O QUE SE PEDE:
Comece na linha que contém "Find the white" e pare depois da linha que contém "104], [53, 104]]", incluindo as duas e ignorando o resto das entradas. Reproduza cada uma dessas linhas, sem omitir nenhuma, e some 5 a todas as coordenadas das respostas.

Entradas de rotulagem de formas:
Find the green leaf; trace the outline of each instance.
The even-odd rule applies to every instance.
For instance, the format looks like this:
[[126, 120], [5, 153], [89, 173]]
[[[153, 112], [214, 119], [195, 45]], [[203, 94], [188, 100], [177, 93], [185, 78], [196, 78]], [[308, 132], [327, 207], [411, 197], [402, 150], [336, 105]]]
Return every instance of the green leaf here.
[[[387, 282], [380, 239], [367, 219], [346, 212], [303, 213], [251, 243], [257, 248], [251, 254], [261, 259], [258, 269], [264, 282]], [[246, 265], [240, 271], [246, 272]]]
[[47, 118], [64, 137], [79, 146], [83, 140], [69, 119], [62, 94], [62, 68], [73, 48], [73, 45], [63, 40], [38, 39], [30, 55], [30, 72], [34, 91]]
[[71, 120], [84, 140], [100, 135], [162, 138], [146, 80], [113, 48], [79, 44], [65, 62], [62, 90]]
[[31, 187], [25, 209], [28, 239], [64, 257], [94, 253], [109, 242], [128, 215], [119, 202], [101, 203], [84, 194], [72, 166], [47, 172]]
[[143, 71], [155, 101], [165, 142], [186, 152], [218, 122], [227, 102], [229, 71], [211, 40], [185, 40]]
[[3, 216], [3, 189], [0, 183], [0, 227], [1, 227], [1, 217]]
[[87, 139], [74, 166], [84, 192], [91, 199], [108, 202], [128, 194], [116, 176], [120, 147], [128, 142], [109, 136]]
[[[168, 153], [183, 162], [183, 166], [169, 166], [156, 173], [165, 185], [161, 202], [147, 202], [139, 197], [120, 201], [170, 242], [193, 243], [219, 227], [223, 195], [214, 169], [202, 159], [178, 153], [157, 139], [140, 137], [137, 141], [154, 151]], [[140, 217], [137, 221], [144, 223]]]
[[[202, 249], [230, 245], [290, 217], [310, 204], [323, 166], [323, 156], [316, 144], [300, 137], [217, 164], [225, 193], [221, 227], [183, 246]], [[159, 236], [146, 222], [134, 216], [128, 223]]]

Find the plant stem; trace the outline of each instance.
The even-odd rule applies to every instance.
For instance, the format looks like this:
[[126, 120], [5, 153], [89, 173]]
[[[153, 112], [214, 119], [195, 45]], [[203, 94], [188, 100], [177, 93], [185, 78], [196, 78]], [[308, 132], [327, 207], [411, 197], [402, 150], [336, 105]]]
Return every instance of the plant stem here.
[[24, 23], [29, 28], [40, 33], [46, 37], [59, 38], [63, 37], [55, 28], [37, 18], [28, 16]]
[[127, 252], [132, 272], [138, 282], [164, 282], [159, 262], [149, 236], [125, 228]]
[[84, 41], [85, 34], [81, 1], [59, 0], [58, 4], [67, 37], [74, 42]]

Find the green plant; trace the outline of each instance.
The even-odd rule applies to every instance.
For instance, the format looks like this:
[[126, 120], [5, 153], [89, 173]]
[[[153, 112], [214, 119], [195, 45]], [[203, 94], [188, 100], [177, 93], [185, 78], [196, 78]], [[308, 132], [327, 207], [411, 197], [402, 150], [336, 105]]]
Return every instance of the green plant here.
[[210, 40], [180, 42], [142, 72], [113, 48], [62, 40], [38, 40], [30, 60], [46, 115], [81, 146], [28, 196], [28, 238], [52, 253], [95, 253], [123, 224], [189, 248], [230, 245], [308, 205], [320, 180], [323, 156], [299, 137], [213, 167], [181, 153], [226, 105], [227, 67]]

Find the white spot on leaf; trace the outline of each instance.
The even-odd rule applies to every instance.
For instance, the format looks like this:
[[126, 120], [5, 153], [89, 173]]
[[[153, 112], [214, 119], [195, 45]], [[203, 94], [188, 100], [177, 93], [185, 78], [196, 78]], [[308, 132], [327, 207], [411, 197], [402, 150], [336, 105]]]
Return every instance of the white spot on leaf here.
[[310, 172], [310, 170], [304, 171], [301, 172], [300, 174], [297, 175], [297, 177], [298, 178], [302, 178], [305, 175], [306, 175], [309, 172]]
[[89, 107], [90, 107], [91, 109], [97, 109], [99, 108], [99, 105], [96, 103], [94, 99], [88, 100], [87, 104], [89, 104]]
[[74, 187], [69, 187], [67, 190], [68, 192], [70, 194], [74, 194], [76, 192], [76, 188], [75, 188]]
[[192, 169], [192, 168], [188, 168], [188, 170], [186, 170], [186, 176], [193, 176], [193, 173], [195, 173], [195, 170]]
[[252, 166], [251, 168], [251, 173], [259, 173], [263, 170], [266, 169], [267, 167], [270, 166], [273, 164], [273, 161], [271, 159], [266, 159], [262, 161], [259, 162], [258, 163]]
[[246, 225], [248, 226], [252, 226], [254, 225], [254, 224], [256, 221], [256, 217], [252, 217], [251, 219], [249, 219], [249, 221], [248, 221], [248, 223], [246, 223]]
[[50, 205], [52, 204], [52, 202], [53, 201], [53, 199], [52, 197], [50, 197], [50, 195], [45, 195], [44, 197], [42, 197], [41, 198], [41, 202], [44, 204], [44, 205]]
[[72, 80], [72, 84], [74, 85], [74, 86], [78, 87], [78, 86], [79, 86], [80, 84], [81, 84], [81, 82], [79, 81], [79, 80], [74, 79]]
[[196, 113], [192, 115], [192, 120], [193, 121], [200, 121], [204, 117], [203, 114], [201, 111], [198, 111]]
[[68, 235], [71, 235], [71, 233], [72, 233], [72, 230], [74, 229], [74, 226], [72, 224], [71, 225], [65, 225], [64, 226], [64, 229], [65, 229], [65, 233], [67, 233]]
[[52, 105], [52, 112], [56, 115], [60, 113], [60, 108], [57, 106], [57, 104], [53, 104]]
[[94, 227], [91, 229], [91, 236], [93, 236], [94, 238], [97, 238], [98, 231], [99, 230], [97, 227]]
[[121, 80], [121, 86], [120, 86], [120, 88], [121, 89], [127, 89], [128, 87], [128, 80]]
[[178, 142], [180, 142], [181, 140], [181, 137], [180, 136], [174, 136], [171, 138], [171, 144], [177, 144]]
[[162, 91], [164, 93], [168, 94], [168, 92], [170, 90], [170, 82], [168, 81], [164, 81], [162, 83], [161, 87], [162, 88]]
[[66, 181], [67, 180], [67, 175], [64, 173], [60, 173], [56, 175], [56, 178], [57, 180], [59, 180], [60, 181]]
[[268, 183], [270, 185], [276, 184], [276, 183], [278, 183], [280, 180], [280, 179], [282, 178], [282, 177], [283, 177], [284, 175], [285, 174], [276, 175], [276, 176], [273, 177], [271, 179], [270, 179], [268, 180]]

EXERCÍCIO RESOLVIDO:
Find the white spot on leaf; trace the outline of each instance.
The even-odd rule applies to every instance.
For instance, the format looks like this:
[[126, 120], [5, 153], [89, 173]]
[[[153, 112], [214, 119], [195, 45]], [[203, 94], [188, 100], [177, 93], [185, 78], [196, 78]], [[308, 132], [327, 207], [411, 197], [402, 150], [336, 105]]]
Return every instance of the white spot on leaf here.
[[315, 177], [315, 175], [309, 176], [306, 177], [305, 179], [302, 180], [302, 182], [303, 183], [307, 183], [310, 180], [311, 180], [314, 177]]
[[94, 112], [95, 112], [96, 114], [102, 114], [104, 113], [104, 110], [101, 108], [99, 104], [93, 105], [92, 109], [94, 109]]
[[79, 192], [74, 192], [72, 195], [73, 197], [75, 199], [79, 199], [81, 197], [81, 193], [80, 193]]
[[197, 174], [197, 173], [193, 173], [193, 175], [191, 175], [191, 181], [198, 181], [198, 178], [200, 178], [200, 175]]
[[257, 171], [256, 173], [256, 178], [264, 178], [268, 175], [271, 174], [272, 172], [275, 171], [278, 169], [278, 166], [276, 164], [271, 164], [267, 166], [264, 167], [263, 168]]
[[251, 230], [253, 231], [257, 231], [259, 230], [259, 229], [261, 226], [261, 222], [257, 222], [256, 224], [254, 224], [254, 226], [253, 226], [253, 228], [251, 228]]
[[55, 210], [57, 209], [57, 207], [58, 206], [58, 204], [57, 202], [55, 202], [55, 200], [50, 200], [49, 202], [47, 202], [46, 203], [46, 207], [49, 209], [49, 210]]
[[77, 85], [77, 89], [79, 90], [79, 91], [83, 92], [83, 91], [84, 91], [85, 89], [86, 89], [86, 87], [84, 86], [84, 85], [79, 84]]
[[201, 118], [197, 120], [197, 125], [198, 126], [205, 126], [209, 122], [208, 119], [206, 116], [203, 116]]
[[73, 240], [76, 240], [76, 238], [77, 238], [77, 235], [79, 234], [79, 231], [77, 229], [76, 230], [70, 230], [69, 231], [69, 234], [70, 234], [70, 238], [72, 238]]
[[57, 110], [57, 117], [61, 120], [65, 118], [65, 113], [62, 111], [62, 109], [58, 109]]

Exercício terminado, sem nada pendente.